## Stored dataset items:
·····

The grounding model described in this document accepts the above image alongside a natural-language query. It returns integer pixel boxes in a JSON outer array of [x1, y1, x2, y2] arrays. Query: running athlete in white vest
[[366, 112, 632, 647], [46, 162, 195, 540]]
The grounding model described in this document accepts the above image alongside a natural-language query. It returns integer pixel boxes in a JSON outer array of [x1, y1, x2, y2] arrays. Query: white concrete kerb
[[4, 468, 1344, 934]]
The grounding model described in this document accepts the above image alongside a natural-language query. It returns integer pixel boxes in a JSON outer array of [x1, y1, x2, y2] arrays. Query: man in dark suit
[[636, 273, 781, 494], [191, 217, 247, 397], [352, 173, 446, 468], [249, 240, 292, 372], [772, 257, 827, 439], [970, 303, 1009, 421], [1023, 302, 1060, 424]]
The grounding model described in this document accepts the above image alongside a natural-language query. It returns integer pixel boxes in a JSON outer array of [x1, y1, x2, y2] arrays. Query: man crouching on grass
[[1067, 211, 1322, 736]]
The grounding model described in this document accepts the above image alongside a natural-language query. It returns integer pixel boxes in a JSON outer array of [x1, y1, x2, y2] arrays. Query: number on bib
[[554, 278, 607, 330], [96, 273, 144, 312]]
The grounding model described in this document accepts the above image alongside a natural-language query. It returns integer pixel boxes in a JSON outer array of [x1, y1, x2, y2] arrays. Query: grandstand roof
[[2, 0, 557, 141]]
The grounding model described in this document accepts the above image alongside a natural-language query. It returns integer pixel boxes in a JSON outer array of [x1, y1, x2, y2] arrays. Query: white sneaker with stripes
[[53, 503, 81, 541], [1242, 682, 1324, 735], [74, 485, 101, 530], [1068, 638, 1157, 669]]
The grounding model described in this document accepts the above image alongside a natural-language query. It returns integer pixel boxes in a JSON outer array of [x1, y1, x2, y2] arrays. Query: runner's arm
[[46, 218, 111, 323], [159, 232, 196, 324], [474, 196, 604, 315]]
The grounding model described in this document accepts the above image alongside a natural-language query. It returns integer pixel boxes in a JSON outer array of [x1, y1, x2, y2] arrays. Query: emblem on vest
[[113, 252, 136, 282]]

·····

## What this task involves:
Every entry above must be returned word for word.

## Finished exercise:
The grounding model described in this document accepts the above image alongside a natural-language query. It returns integer pixel boxes in a JSON outer array of [x1, y1, x2, y2] arrays. Query: running athlete in white vest
[[366, 112, 632, 647], [46, 162, 195, 540]]
The grounding model described in this document accepts the above image alongside a natural-language query. It returns integer pixel boxes in a JSON outer array of [x1, y1, x2, y2] arrays. Query: white concrete kerb
[[4, 468, 1344, 934]]
The grounding model described in this document accepts the above image alongside a natural-language query. It returns integer pixel boxes in a JSON outer array of [x1, y1, x2, y2] arrays. Query: man in dark suit
[[636, 273, 781, 494], [191, 217, 247, 397], [352, 173, 446, 468], [249, 240, 292, 372], [772, 257, 827, 439], [970, 303, 1009, 421], [1023, 302, 1060, 424]]
The grounding model described in this document accepts the above image alongside a natural-language query. It returns integer pixel boxes in a JSON outer array of [x1, y1, x2, y2] arrays. Query: man crouching on grass
[[1067, 211, 1322, 736]]
The grounding model described in this document accepts the above image alongside a natural-language query. It returns integer pixel boxes in a JSON outer array of [x1, y1, x2, y2] arrays. Query: number on bib
[[554, 278, 607, 330], [96, 273, 144, 312]]
The grounding model described in this document accepts the above image alongside a natural-language query. It returns integer pixel boxes in a JSON outer array of [x1, y1, x2, y2] arrays. Query: grandstand roof
[[2, 0, 557, 141]]
The grounding model described in this document accepts the above image alongside a natural-language query. It returns integer pixel boxes in a JSON outer array of [x1, y1, x2, y2] arrays. Query: white sneaker with stripes
[[53, 503, 81, 541], [1242, 682, 1324, 735], [74, 485, 101, 530], [1068, 638, 1157, 669]]
The grounding model described in this document accepts the above image alongside a natural-language query. It returns integer pixel boxes in a JSON outer array of [x1, y1, x2, y2] arrays. Query: runner's arm
[[46, 218, 111, 323], [159, 232, 196, 324], [474, 196, 604, 315]]
The grounding model described in this document accepts the above image alongside a natural-language query. It returns integer pixel boxes in a JSON outer array of [x1, y1, x2, y2] arrays. Query: emblem on vest
[[113, 252, 136, 282]]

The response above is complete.